_Records from an annotation dataset:_
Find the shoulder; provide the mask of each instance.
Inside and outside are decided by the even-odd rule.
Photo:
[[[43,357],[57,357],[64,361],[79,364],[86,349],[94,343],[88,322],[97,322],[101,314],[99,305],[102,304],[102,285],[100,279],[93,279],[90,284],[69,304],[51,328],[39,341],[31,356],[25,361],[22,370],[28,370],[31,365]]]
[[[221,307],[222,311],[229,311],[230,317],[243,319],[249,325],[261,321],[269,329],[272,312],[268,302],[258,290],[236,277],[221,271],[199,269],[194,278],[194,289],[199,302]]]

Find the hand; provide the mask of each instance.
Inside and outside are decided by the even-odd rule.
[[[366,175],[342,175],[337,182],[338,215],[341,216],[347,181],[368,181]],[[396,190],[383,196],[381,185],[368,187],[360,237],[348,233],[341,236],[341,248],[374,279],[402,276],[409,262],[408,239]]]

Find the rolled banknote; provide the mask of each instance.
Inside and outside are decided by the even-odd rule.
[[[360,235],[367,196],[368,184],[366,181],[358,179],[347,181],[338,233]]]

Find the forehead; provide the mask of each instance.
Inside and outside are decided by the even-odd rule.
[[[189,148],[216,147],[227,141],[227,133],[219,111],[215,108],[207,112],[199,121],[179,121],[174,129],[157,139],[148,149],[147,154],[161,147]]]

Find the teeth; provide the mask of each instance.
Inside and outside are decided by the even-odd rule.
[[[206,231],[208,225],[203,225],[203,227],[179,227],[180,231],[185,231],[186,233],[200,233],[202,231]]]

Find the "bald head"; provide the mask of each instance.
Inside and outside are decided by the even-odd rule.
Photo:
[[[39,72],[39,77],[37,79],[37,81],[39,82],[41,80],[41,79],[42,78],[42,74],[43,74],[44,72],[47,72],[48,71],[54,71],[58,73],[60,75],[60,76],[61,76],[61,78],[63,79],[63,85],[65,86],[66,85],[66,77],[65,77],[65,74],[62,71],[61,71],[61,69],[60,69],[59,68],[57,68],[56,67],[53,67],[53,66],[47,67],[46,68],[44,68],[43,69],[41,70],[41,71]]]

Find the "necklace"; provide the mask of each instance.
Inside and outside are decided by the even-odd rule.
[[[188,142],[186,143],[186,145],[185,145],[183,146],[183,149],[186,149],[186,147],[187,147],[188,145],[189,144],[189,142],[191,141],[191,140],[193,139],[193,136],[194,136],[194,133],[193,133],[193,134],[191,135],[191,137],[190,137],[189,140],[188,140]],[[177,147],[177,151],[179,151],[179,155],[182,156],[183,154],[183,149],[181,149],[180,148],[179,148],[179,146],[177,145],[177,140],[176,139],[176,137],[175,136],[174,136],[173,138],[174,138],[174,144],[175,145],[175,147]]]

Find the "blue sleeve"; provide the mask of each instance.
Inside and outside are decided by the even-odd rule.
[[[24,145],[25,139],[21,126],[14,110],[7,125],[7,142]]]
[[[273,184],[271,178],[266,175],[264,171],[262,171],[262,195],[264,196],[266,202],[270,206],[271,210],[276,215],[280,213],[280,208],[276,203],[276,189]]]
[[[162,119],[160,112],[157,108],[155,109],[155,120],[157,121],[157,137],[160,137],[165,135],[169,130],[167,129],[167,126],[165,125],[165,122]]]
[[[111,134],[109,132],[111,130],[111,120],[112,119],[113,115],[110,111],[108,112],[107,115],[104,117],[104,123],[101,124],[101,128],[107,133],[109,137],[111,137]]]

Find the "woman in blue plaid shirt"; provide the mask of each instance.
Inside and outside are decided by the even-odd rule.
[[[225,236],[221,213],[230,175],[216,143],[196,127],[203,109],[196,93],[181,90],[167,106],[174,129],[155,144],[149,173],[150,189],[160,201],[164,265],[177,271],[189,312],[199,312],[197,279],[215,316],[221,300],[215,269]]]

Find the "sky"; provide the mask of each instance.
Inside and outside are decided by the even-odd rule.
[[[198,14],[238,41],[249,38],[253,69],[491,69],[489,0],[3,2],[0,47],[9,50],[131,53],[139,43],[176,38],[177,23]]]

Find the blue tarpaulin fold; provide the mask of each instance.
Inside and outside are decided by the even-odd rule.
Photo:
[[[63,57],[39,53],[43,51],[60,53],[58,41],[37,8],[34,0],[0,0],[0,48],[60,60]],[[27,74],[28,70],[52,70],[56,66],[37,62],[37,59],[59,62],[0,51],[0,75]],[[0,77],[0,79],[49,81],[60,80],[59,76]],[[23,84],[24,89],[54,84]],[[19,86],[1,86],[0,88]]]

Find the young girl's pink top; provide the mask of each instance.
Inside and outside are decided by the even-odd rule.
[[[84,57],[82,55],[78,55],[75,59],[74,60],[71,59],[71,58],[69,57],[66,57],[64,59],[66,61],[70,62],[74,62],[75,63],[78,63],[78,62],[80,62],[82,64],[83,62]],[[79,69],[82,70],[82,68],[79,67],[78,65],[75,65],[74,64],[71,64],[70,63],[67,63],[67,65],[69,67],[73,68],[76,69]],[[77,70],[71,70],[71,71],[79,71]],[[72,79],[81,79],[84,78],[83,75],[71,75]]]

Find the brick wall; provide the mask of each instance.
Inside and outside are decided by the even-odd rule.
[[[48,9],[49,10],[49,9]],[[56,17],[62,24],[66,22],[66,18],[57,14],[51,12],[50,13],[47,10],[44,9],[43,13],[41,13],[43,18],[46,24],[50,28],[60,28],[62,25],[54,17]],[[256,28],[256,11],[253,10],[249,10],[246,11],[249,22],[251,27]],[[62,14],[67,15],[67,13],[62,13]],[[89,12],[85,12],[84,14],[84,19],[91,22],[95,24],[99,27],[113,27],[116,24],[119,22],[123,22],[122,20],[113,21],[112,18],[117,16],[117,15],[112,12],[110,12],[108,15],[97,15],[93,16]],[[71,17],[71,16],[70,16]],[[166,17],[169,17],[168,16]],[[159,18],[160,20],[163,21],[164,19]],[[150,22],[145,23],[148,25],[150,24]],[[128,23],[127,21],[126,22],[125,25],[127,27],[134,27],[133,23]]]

_EXERCISE INSTRUCTIONS:_
From the first line to the last, please quote the material above exactly.

_ANSWER IN FULL:_
Find the shoulder; provide the mask of each instance.
Inside and outside are decided by the even-odd rule.
Photo:
[[[43,357],[57,357],[64,361],[79,364],[86,349],[94,343],[88,322],[97,322],[101,314],[99,305],[102,304],[102,285],[100,279],[93,279],[90,284],[69,304],[51,328],[39,341],[31,356],[25,361],[22,370],[28,370],[31,365]]]
[[[221,307],[222,311],[229,311],[230,317],[243,319],[249,325],[261,321],[269,329],[272,312],[268,302],[258,290],[236,277],[221,271],[199,269],[194,278],[194,289],[199,302]]]

Find the hand; provide the mask of each instance.
Inside and outside are decided by the even-odd rule.
[[[366,175],[342,175],[337,182],[338,215],[341,216],[347,181],[368,181]],[[396,190],[383,196],[381,185],[368,187],[360,237],[348,233],[341,236],[341,248],[374,279],[402,276],[409,262],[408,239]]]

Find the rolled banknote; provide the mask of each instance.
Inside and outside are decided by the even-odd rule.
[[[360,235],[367,196],[368,184],[366,181],[358,179],[347,181],[338,233]]]

Find the forehead; provide the mask of each instance.
Inside and outside are decided by the even-odd rule.
[[[189,148],[216,147],[227,141],[227,133],[219,111],[215,108],[207,112],[199,121],[179,121],[174,129],[157,139],[148,149],[147,154],[161,147]]]

Find the teeth; provide the mask of each instance.
Inside and outside are decided by the even-odd rule.
[[[206,231],[208,225],[203,225],[203,227],[179,227],[180,231],[185,231],[186,233],[200,233],[202,231]]]

Find the "bald head"; provide the mask of each instance.
Inside and outside are decided by the even-odd rule.
Photo:
[[[39,72],[39,77],[37,79],[37,81],[39,82],[41,80],[41,79],[42,78],[42,74],[43,74],[44,72],[47,72],[48,71],[54,71],[58,73],[60,75],[60,76],[61,76],[61,78],[63,79],[63,85],[65,86],[66,85],[66,77],[65,77],[65,74],[62,71],[61,71],[61,69],[60,69],[59,68],[57,68],[56,67],[53,67],[53,66],[47,67],[46,68],[44,68],[43,69],[41,70],[41,71]]]

Find the "necklace"; provide the mask of each instance.
Inside and outside are decided by the even-odd rule.
[[[188,142],[186,143],[186,145],[185,145],[183,146],[183,149],[186,149],[186,147],[187,147],[188,145],[189,144],[189,142],[191,141],[191,140],[193,139],[193,136],[194,136],[194,133],[193,133],[193,134],[191,135],[191,137],[190,137],[189,140],[188,140]],[[177,147],[177,151],[179,151],[179,155],[182,156],[183,154],[183,149],[181,149],[180,148],[179,148],[179,146],[177,145],[177,140],[176,139],[176,137],[175,136],[174,136],[173,138],[174,138],[174,144],[175,145],[175,147]]]

Find the "blue sleeve"; provide the mask of each instance.
Inside and outside are decided by the even-odd rule.
[[[24,145],[25,139],[21,126],[14,110],[7,125],[7,142]]]
[[[273,184],[271,178],[266,175],[264,171],[262,171],[262,195],[264,196],[266,202],[270,206],[271,210],[276,215],[280,213],[280,208],[276,203],[276,189]]]
[[[162,119],[160,112],[157,108],[155,109],[155,120],[157,121],[157,137],[160,137],[165,135],[169,130],[167,129],[167,126],[165,125],[165,122]]]
[[[111,134],[109,132],[111,130],[111,120],[112,119],[113,115],[110,111],[108,112],[107,115],[104,117],[104,123],[101,124],[101,128],[107,133],[109,137],[111,137]]]

Find the "woman in blue plaid shirt"; provide the mask of each instance.
Inside and outside are decided by the even-odd rule.
[[[225,236],[221,213],[230,175],[216,143],[196,127],[203,109],[196,93],[181,90],[167,106],[174,129],[155,144],[149,173],[150,189],[160,201],[164,265],[177,271],[189,312],[199,312],[197,279],[215,316],[221,300],[215,269]]]

Find the "sky"; provide the mask of each instance.
Inside and outside are decided by the even-odd rule.
[[[198,14],[238,41],[249,38],[253,69],[491,69],[489,0],[3,2],[0,47],[9,50],[131,53],[139,43],[176,38],[177,23]]]

Find the blue tarpaulin fold; provide the mask of each instance.
Inside and outside are decided by the even-odd rule.
Photo:
[[[63,57],[39,53],[43,51],[60,53],[58,41],[37,8],[34,0],[0,0],[0,48],[60,60]],[[27,74],[28,70],[52,70],[56,66],[37,62],[37,59],[59,62],[0,51],[0,75]],[[0,77],[0,79],[49,81],[60,80],[59,76]],[[23,84],[24,89],[54,84]],[[19,86],[1,86],[0,88]]]

Find the young girl's pink top; provide the mask of each instance.
Inside and outside are decided by the even-odd rule.
[[[84,57],[82,55],[78,55],[75,59],[74,60],[71,59],[71,58],[69,57],[66,57],[64,59],[66,61],[70,62],[74,62],[75,63],[78,63],[78,62],[80,62],[82,64],[83,62]],[[79,69],[82,70],[82,68],[79,67],[78,65],[75,65],[74,64],[71,64],[70,63],[67,63],[67,65],[69,67],[73,68],[76,69]],[[77,70],[71,70],[71,71],[79,71]],[[72,79],[81,79],[84,78],[83,75],[71,75]]]

Find the brick wall; provide the mask of each instance.
Inside and outside are decided by the even-odd rule.
[[[48,9],[49,10],[49,9]],[[56,17],[62,24],[66,22],[66,18],[57,14],[51,12],[50,13],[47,10],[44,9],[43,13],[41,13],[43,18],[46,24],[50,28],[60,28],[62,25],[54,17]],[[256,28],[256,11],[253,10],[249,10],[246,11],[249,22],[251,27]],[[62,14],[67,15],[67,13],[62,13]],[[89,12],[85,12],[84,14],[84,19],[91,22],[95,24],[99,27],[113,27],[116,24],[119,22],[123,22],[122,20],[113,21],[112,18],[117,16],[117,15],[112,12],[110,12],[108,15],[97,15],[93,16]],[[71,17],[71,16],[70,16]],[[166,17],[169,17],[168,16]],[[159,18],[160,20],[163,21],[164,19]],[[150,22],[145,23],[148,25],[150,24]],[[128,23],[127,21],[126,22],[125,25],[127,27],[134,27],[133,23]]]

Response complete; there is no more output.